#### WHAT TO PRODUCE
Please pull out every line below that contains the word "metal", treating uppercase and lowercase as different.

#### SOURCE DATA
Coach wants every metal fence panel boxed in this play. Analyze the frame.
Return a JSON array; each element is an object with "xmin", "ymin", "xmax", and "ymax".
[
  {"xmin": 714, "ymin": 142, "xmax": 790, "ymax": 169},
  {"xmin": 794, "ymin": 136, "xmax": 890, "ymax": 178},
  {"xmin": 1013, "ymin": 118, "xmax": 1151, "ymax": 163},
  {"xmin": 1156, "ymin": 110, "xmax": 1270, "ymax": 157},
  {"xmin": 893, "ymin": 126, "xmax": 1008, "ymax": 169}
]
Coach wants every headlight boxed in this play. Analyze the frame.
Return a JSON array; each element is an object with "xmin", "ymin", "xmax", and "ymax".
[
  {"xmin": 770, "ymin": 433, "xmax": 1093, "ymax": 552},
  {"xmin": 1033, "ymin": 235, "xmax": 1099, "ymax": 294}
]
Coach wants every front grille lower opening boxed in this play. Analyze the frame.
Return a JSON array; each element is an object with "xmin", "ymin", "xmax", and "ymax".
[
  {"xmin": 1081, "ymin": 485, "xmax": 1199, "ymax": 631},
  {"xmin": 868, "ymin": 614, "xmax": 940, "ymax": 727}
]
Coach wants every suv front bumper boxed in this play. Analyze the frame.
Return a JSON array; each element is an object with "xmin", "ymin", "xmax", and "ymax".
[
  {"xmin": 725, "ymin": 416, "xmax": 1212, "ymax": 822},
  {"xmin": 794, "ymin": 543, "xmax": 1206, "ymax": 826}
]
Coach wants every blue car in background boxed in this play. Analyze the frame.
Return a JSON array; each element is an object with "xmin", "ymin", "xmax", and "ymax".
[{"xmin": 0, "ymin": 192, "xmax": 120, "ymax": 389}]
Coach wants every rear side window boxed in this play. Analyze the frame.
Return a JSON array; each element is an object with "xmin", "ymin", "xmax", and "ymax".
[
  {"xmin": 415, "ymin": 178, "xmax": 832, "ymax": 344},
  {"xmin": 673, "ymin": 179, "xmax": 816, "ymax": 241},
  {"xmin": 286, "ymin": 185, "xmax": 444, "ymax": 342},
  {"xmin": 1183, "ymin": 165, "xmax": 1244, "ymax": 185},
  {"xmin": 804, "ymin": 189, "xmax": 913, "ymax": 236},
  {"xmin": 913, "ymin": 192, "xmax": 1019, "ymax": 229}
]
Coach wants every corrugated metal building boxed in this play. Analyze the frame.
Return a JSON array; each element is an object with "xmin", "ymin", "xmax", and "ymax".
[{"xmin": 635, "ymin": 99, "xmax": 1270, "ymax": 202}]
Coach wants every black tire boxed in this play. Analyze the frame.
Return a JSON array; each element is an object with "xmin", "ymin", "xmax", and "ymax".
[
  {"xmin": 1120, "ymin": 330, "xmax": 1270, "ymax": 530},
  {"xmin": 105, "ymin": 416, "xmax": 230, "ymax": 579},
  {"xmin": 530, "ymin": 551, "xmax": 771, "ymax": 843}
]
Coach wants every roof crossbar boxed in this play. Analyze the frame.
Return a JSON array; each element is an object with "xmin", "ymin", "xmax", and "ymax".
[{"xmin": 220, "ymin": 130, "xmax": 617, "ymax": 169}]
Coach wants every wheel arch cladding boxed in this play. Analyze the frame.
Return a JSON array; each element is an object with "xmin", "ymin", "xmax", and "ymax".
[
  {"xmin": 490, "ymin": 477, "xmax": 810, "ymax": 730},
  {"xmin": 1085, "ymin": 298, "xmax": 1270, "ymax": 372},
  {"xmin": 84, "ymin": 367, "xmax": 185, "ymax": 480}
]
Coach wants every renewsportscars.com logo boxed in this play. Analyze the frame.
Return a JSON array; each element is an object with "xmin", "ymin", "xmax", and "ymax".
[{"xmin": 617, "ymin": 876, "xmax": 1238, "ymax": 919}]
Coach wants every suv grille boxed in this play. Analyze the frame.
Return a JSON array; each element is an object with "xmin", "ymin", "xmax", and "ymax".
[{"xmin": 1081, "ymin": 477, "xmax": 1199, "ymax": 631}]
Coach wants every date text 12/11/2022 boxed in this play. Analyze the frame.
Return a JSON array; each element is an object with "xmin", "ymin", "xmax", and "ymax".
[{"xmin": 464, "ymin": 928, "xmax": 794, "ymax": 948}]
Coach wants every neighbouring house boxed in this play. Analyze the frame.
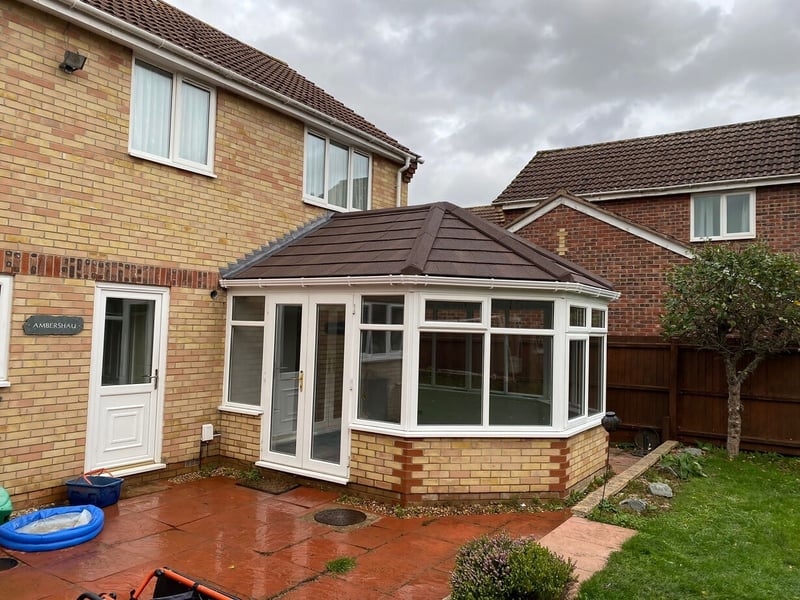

#### OUTPUT OF THE TASK
Coach wants every metal fence panel boxed in this play. Analyze the frame.
Coach wants every corrugated metal building boxed in this play. Analyze the frame.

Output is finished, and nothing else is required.